— Referring expression data —
• • • •
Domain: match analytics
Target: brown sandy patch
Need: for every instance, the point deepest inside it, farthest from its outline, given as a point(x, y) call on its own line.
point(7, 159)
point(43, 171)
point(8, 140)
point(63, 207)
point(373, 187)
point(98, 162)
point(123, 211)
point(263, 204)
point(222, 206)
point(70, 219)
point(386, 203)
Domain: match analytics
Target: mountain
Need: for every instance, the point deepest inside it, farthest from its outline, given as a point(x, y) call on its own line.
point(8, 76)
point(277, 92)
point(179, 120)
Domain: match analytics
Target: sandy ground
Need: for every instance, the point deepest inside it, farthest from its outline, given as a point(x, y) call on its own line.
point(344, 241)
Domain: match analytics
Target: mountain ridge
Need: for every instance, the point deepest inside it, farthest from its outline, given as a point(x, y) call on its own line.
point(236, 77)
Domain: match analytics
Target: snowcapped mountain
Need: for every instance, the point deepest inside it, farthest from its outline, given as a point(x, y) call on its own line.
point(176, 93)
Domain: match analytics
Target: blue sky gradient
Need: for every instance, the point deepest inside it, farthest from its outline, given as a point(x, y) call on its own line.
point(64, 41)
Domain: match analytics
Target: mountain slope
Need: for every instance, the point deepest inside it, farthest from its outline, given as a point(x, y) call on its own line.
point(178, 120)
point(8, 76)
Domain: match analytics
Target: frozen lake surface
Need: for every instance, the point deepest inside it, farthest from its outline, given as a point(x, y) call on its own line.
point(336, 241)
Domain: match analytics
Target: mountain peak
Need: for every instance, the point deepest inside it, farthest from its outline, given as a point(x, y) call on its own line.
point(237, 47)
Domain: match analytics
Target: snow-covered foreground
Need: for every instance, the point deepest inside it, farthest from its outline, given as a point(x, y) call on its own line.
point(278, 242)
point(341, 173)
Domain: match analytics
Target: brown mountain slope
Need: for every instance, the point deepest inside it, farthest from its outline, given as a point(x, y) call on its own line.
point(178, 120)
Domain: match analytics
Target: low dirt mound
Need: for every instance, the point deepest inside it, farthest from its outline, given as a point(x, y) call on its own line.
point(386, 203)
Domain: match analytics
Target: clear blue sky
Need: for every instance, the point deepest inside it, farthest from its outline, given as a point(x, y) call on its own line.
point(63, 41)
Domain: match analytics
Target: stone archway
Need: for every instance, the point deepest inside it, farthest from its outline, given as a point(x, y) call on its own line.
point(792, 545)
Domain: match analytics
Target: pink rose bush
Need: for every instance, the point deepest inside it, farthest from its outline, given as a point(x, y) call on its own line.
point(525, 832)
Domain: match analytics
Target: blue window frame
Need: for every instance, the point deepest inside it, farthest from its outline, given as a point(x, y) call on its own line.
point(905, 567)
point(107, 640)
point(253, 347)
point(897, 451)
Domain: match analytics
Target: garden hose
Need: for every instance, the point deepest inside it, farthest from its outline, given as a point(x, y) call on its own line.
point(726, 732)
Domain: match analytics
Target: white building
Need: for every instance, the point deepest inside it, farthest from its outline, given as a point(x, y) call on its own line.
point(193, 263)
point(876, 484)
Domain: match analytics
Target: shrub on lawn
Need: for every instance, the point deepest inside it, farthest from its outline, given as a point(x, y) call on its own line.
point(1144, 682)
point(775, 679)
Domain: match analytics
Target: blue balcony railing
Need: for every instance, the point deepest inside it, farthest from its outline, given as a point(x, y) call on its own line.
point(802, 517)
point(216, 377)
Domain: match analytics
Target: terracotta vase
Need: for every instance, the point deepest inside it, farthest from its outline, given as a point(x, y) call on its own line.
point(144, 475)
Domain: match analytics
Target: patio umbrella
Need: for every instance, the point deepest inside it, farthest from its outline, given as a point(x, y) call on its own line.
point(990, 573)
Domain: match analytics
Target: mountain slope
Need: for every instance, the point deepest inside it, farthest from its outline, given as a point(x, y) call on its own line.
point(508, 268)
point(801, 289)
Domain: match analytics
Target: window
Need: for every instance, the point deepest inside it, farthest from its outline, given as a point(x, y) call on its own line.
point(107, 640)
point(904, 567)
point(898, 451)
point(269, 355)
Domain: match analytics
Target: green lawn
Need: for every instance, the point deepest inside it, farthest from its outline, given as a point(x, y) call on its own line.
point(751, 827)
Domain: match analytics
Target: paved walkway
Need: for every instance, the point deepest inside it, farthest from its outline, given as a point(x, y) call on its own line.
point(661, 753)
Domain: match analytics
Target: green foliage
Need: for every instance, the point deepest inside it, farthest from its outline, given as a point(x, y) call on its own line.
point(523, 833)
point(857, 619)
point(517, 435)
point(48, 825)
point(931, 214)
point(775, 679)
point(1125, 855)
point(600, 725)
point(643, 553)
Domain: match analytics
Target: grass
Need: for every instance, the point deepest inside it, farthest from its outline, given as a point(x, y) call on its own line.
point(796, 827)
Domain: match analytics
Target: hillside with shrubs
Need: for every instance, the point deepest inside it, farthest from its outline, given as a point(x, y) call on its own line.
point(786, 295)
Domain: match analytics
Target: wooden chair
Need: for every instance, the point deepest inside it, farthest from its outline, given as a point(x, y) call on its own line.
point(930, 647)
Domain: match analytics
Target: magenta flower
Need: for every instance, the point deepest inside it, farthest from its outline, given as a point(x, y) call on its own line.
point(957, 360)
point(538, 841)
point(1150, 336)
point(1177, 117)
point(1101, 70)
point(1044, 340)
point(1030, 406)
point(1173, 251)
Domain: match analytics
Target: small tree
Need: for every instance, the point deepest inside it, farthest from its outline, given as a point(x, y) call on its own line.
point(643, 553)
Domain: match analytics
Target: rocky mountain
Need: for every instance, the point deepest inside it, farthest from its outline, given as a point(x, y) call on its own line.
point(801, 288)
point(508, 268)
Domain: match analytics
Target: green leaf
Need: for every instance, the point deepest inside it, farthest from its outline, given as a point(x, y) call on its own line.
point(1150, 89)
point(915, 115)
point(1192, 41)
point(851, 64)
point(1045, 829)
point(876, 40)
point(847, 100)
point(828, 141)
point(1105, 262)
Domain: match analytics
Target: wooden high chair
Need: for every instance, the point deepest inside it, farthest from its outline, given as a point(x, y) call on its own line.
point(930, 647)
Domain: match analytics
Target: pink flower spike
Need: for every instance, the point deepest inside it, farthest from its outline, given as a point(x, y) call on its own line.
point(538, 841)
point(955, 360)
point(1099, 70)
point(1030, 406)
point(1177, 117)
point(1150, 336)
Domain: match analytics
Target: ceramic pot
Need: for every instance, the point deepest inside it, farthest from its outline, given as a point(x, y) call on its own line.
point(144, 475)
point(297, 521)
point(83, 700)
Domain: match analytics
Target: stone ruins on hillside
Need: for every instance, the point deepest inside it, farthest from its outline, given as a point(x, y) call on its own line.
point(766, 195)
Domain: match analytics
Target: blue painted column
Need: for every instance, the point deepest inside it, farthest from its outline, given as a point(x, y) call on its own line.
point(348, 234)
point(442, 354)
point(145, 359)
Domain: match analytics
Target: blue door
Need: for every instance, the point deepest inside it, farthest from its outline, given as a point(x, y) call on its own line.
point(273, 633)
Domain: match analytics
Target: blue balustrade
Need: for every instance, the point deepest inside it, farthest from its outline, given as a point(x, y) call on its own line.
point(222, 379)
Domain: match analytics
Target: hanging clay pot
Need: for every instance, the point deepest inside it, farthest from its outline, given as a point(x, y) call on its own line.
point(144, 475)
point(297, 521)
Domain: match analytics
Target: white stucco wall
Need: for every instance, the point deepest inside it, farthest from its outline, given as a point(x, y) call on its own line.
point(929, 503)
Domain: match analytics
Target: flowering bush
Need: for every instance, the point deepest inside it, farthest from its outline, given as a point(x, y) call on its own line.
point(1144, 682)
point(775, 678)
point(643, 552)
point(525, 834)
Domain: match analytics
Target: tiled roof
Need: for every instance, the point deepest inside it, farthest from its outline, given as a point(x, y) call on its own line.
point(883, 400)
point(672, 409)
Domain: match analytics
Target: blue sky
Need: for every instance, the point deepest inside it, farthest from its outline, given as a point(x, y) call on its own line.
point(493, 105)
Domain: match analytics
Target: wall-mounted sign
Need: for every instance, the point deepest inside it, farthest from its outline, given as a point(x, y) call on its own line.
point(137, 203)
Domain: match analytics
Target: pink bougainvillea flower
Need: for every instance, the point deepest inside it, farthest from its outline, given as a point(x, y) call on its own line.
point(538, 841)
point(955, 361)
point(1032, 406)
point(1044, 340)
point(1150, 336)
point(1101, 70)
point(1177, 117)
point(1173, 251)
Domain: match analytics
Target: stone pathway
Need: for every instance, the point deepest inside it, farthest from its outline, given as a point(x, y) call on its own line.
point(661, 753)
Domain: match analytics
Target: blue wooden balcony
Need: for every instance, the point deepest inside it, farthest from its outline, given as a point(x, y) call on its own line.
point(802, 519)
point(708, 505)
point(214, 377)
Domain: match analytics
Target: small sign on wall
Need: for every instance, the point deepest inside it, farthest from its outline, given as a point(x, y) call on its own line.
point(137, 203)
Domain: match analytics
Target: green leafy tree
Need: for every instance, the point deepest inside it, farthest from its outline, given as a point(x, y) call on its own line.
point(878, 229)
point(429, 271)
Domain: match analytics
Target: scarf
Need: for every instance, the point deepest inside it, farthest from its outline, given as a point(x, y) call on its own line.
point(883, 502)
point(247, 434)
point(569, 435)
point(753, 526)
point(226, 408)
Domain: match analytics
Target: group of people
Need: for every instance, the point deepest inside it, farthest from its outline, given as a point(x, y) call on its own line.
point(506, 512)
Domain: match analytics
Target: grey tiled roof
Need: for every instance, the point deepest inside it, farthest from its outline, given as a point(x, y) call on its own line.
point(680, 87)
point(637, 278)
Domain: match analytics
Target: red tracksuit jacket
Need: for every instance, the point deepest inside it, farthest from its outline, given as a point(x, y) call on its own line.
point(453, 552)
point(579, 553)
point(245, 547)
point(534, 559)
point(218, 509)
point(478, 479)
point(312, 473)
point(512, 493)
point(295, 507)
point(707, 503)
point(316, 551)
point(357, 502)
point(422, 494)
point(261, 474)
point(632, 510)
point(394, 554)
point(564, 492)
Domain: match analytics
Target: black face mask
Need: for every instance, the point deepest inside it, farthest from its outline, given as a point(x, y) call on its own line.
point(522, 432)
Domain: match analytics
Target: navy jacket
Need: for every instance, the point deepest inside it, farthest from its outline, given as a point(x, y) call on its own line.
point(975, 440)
• • • •
— Your goal —
Your answer must be the lines from the first line of the entries above through the line that contains "Target: blue sky gradient", written out exactly.

— Answer for the task —
Domain: match analytics
Target: brown sandy patch
Need: for every instance, the point deepest inside it, farthest from its outline, given as a point(x, y) call on its own line.
point(7, 159)
point(43, 171)
point(8, 140)
point(63, 207)
point(373, 187)
point(98, 162)
point(123, 211)
point(263, 204)
point(222, 206)
point(70, 219)
point(386, 203)
Domain: match analytics
Target: mountain
Need: for every instance, the point deepest inside it, farthest from its outline, given as a point(x, y) call on its own line.
point(8, 76)
point(277, 92)
point(179, 120)
Domain: match analytics
Target: sandy ground
Need: for every instance, the point deepest inside it, farthest from its outline, given as a point(x, y) call on its own line.
point(344, 241)
Domain: match analytics
Target: mountain ridge
Need: for every instance, the point deepest inside it, farthest from its outline, given as a point(x, y) call on its own line.
point(236, 77)
Domain: match analytics
Target: snowcapped mountain
Need: for every instance, the point deepest inside it, farthest from its outline, given as a point(x, y) call on its own line.
point(176, 93)
Domain: match analytics
Target: blue sky gradient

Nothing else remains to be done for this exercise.